▸ **SELECTED PASSAGE**
>>>>>
I awake so refreshed and illuminated that I bounce out of the bed like a superball. The swirl of life in me is freshly stirred and I can face just about anything. But now, with the curse of jetlag upon me, I have depleted all of myself. My hands shake and everything seems dismal and threatening. Food tastes ugly, if that could be imagined. All invitations want to be declined upon receipt. There’s nothing that pulls me down more than the intangible prison of consciousness. I know I should meditate, or never work or read in bed. Yes hot milk is a good idea and that lavender smells good but I also know full well I am incapable of certain types of self care, and this dumb affliction, for now, keeps me up at night, all night.
October 24th, 2012
British food is my ruin – it is that good. I don’t know why there has been a long standing idea that British cuisine is not sophisticated and delicious. It’s so goddamnned good and it’s my favorite. All the expressions of it are amazing, from the simple pub fare like cheese and pickle sandwiches and salt and vinegar crisps to the curries to the pasties to the shortbread to the fish and fucking chips.
I got in late last night from Germany just as the kitchen to the Groucho Club was about to end their service and put in and order for their divine fish and chips just barely in time. I felt bad that I had to keep the kitchen open later but there’s some times in your eating life where the only thing that will solve your late night problems is a hot, crispy fried piece of fish and a big pile of chips.
<<<<<
▸ **RECORDED DATA**
>>>>>
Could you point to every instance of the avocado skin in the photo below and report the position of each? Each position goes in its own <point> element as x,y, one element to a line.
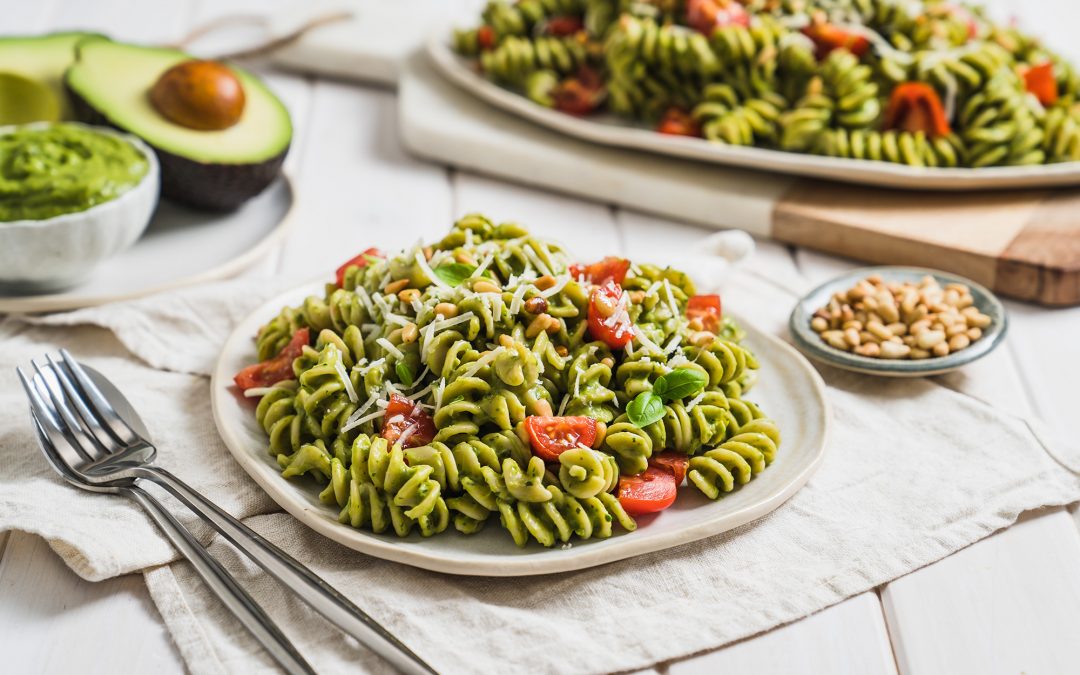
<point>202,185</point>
<<<<<
▸ **DIRECTIVES**
(A) Answer these questions using the passage on jetlag and British food:
(i) How does the writer say food tastes while suffering from jetlag?
(ii) From which country did the writer get in late last night?
(iii) Whose kitchen was about to end its service when the writer ordered?
(B) List every example of British food that the passage on jetlag and British food names as an expression of the cuisine.

▸ **THE REPLIES**
(A)
(i) Ugly.
(ii) Germany.
(iii) The Groucho Club's.

(B)
- cheese and pickle sandwiches
- salt and vinegar crisps
- curries
- pasties
- shortbread
- fish and chips